§ **TASKS TO CARRY OUT**:
**a)** In the letter on standardizing COVID-19 diagnostic tests, in what units did Cherpillod et al. recommend reporting results?
**b)** Write the next part of the letter on standardizing SARS-CoV-2 diagnostic tests, picking up after its final sentence.

To the Editor — The development of rapid and reliable molecular diagnostic tests for severe acute respiratory syndrome coronavirus 2 (SARS-CoV-2) is paramount for controlling the COVID-19 pandemic. A similar scenario was faced in the Ebola virus outbreak in West Africa, in which rapid, reliable tests were key to controlling the outbreak. However, in the rush to scale up testing availability, the importance of standardization, though critical, is often overlooked by laboratories when setting up assays. As an example, different sensitivities of real-time reverse transcriptase PCR (RT-PCR) kits can have considerable clinical impact because different tests might yield undetectable results at different time points, which could inappropriately prolong or shorten patient isolation times. Standardization is also important for accelerating clinical trials for novel preventive (vaccines) and therapeutic approaches. Here, we argue that standardization should be built into the COVID-19 response and should be considered in future epidemics and pandemics.

A recent Nature news item1 highlighted the need to develop rapid and reliable molecular diagnostic tests for SARS-CoV-2. A similar situation occurred during the Ebola virus outbreak in West Africa, when rapid and reliable tests were crucial to controlling disease spread. The importance of standardization is illustrated in a study by Cherpillod et al.2, which noted that the different sensitivities of real-time RT-PCR kits for Ebola detection had considerable clinical impact, as different tests could yield undetectable results at different time points, potentially influencing how long patients were kept in isolation. The authors recommended that results be reported in international units (IU) per milliliter using an international quantification standard. At the time of the outbreak, it was recognized that the use of reference standards would help provide reliable and robust assays3,4, and current recommendations are to use a World Health Organization (WHO) International Standard (IS) in assays as and when one becomes available. Moreover, the WHO produces Target Product Profiles that include the need to include standards in assays.

The WHO and its collaborating centers for standards, the Paul Ehrlich Institute (Germany), the US Food and Drug Administration’s (FDA) Center for Biologics Evaluation and Research (CBER) and the UK’s National Institute for Biological Standards and Control (NIBSC), have an ongoing program to develop an IS to harmonize the measurement of pathogens in diagnostic assays. For emerging diseases that require biocontainment (Biosafety Levels 3 and 4), packaging pathogen-specific sequences in lentiviral vectors proved to be very effective in harmonizing the measurement of ebolavirus by nucleic acid test (NAT)5. As has been consistently shown in collaborative studies performed to establish an IS, the varying performance of individual laboratories’ assays against an in-house standard typically leads to a wide variety of results for the same sample (Fig. 1a). It is possible that this could result in different clinical decisions for patients, depending on which lab their sample was tested in. However, calibration against an IS effectively eliminates this variability to a large degree (Fig. 1b). This has important implications not just for individual patients, but also for the reproducibility and reliability of data in clinical trials, such as those to establish the immunogenicity of novel vaccines.

§ **RECORDED DATA**:
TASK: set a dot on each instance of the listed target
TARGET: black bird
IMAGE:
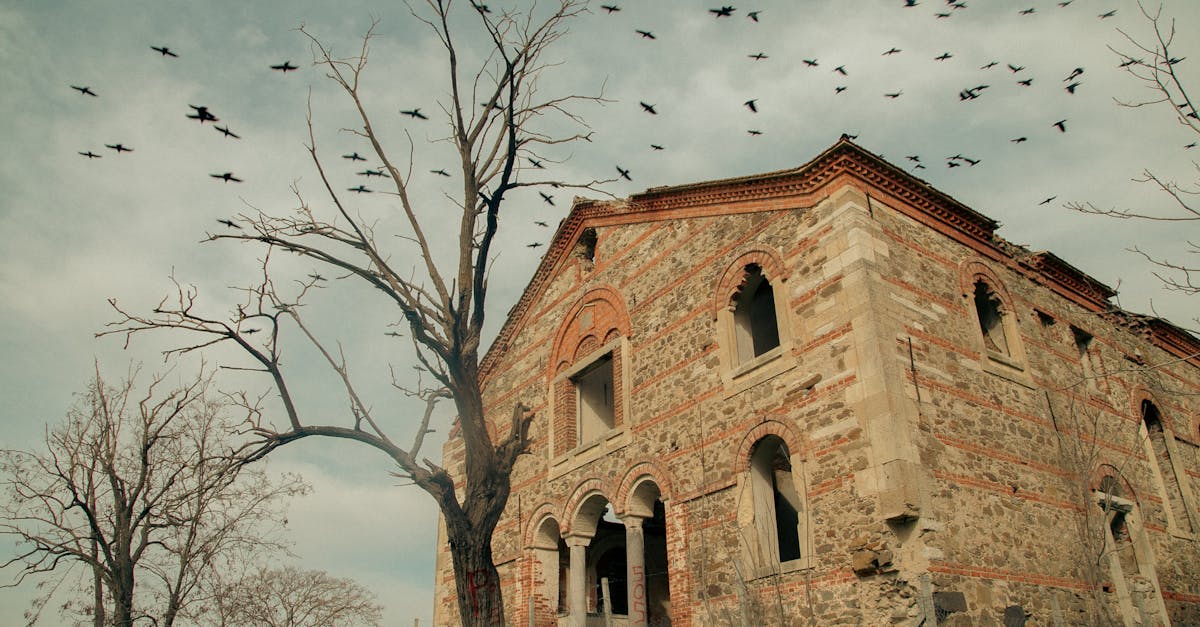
(202, 113)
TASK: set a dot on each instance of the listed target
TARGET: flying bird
(202, 113)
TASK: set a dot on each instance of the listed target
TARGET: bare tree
(498, 123)
(142, 491)
(1150, 61)
(291, 597)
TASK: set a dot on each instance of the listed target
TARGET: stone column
(577, 590)
(635, 560)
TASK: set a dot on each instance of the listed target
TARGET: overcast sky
(77, 232)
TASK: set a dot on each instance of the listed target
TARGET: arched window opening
(778, 507)
(754, 316)
(991, 318)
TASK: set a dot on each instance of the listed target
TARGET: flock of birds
(997, 72)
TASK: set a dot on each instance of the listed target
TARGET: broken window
(778, 505)
(991, 318)
(754, 316)
(594, 393)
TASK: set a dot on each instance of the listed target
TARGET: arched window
(777, 502)
(754, 316)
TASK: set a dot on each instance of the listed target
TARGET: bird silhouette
(202, 113)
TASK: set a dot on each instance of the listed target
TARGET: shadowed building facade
(833, 395)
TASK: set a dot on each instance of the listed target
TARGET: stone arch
(785, 433)
(607, 315)
(630, 499)
(731, 281)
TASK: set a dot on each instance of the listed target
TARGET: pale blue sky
(79, 231)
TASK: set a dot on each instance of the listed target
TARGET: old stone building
(833, 395)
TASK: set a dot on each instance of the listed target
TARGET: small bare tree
(1151, 63)
(291, 597)
(143, 493)
(498, 124)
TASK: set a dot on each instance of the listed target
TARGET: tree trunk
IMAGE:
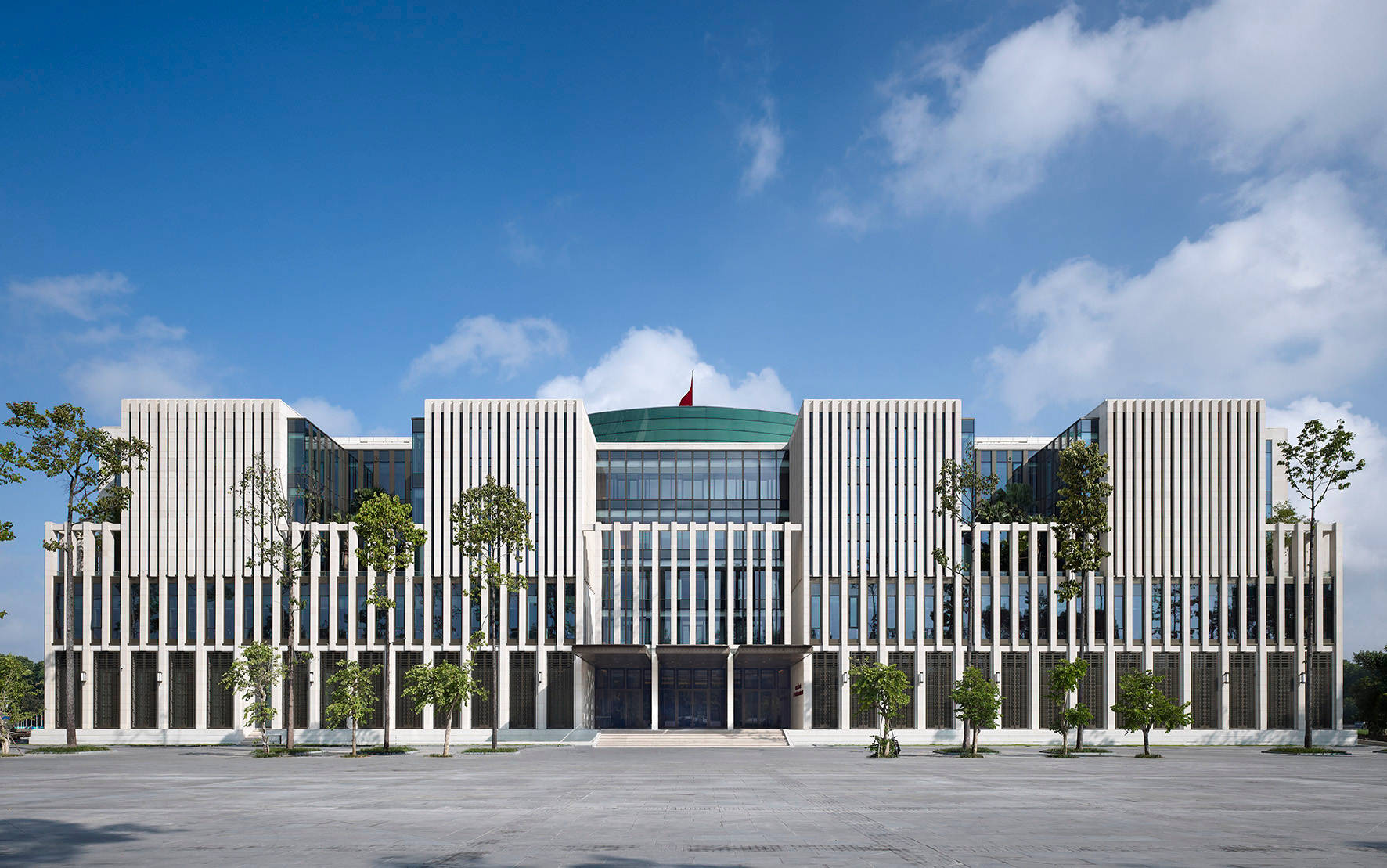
(495, 684)
(289, 693)
(1081, 625)
(70, 618)
(387, 697)
(1308, 625)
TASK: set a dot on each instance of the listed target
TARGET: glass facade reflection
(683, 485)
(693, 574)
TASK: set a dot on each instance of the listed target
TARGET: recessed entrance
(621, 697)
(693, 697)
(762, 697)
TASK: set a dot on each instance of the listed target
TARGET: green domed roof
(693, 424)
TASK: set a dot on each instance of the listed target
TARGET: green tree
(884, 690)
(16, 697)
(1065, 679)
(1369, 691)
(10, 463)
(978, 701)
(12, 459)
(1144, 704)
(93, 463)
(960, 492)
(1079, 528)
(254, 677)
(1318, 462)
(492, 528)
(1283, 513)
(386, 542)
(444, 686)
(1014, 503)
(354, 697)
(279, 548)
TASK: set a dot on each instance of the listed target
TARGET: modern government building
(709, 567)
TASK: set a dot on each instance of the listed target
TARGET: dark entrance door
(693, 697)
(760, 697)
(623, 699)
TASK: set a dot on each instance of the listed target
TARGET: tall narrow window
(873, 614)
(834, 609)
(531, 612)
(1024, 610)
(1212, 613)
(1234, 619)
(852, 612)
(172, 602)
(1137, 612)
(1196, 614)
(210, 612)
(1119, 610)
(985, 612)
(910, 610)
(571, 621)
(931, 613)
(192, 613)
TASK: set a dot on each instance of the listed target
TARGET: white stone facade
(844, 571)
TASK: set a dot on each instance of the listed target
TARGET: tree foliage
(280, 549)
(1014, 503)
(1318, 462)
(1144, 704)
(354, 697)
(1065, 679)
(1283, 513)
(960, 490)
(93, 463)
(1369, 691)
(1083, 515)
(978, 701)
(254, 679)
(17, 695)
(12, 459)
(492, 530)
(444, 686)
(882, 690)
(386, 542)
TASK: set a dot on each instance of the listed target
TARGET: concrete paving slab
(644, 807)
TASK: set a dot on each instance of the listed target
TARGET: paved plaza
(637, 807)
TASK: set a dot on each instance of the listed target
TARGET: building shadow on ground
(589, 860)
(53, 842)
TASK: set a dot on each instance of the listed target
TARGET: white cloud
(519, 247)
(483, 340)
(143, 372)
(81, 296)
(1277, 303)
(1245, 82)
(146, 329)
(336, 420)
(1360, 510)
(650, 368)
(766, 142)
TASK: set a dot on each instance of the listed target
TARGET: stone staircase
(691, 738)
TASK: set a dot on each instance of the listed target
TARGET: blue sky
(1025, 206)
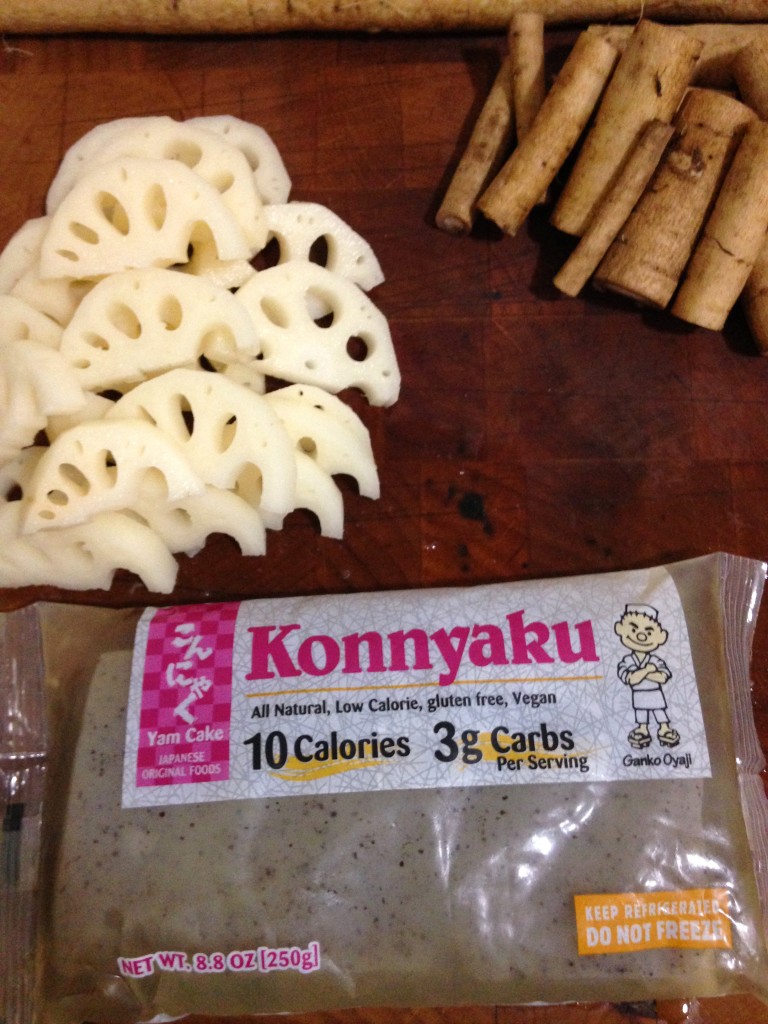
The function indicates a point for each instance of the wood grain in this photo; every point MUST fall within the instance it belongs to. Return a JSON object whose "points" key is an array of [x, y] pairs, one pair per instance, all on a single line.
{"points": [[537, 435]]}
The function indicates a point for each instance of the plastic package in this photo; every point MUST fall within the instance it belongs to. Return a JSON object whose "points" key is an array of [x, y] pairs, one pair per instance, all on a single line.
{"points": [[457, 822]]}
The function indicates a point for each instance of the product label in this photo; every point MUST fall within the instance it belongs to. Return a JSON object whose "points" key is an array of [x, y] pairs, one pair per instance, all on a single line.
{"points": [[627, 923], [548, 681], [263, 960]]}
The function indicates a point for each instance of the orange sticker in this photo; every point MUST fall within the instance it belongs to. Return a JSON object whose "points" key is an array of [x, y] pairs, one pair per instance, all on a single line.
{"points": [[622, 923]]}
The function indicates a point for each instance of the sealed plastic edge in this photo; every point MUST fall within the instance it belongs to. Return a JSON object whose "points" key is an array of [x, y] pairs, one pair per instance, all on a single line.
{"points": [[741, 582], [23, 765]]}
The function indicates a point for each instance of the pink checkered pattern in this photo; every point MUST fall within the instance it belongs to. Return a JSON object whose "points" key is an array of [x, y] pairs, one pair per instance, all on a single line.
{"points": [[186, 695]]}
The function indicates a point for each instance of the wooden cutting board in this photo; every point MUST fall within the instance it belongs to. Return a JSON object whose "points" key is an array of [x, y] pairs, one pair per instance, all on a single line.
{"points": [[536, 435]]}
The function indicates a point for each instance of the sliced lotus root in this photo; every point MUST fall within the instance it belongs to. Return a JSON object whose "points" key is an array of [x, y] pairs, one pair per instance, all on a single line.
{"points": [[272, 181], [94, 408], [185, 525], [349, 347], [222, 165], [84, 556], [222, 428], [136, 213], [328, 431], [100, 466], [82, 152], [20, 322], [308, 230], [316, 492], [138, 324], [19, 274]]}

§ **RESULTS BY TASK**:
**a)** International units (IU) per milliliter, using an international quantification standard.

**b)**
Fig. 1: An example of how an external reference standard can harmonize data and reduce inter-lab variation.
figure 1

a,b, Potency estimates for an Ebola RNA sample relative to an in-house standard (a) and reporting of the sample relative to an independent reference reagent (b). Histograms of the mean laboratory estimates in quantitative (white squares) or qualitative (blue squares) NAT assays. The estimated values are shown on the horizontal axis and the number of laboratories is indicated on the vertical axis. The results are reported as log10(copies/ml) for quantitative assays and log10(NAT-detectable units/ml) for qualitative assay. Each box represents the mean estimate from one laboratory assay and is labeled with the alphanumeric laboratory code and assay target. Harmonization was independent of the assay target commonly used by laboratories (nucleoprotein (NP) or glycoprotein (GP)). Adapted from ref. 6.

Urgent work is ongoing, in collaboration with the WHO, to develop interim reference materials that will assist in harmonizing NAT-based diagnostics for SARS-CoV-2. Although these materials will not be available immediately as formal standards, similarly produced full-genome reagents are already available from the NIBSC (via, catalog number 19/304). The consistent use of standards will help to establish diagnostic assay performance and support the early development of accurate and reliable tests with comparable sensitivity. We strongly encourage the scientific community and diagnostic labs to strive for standardization and employ relevant reference materials as they become available so as to establish the relative sensitivity and limit of detection of assays. This will be a key determinant for success in handling the COVID-19 crisis and future infectious disease outbreaks.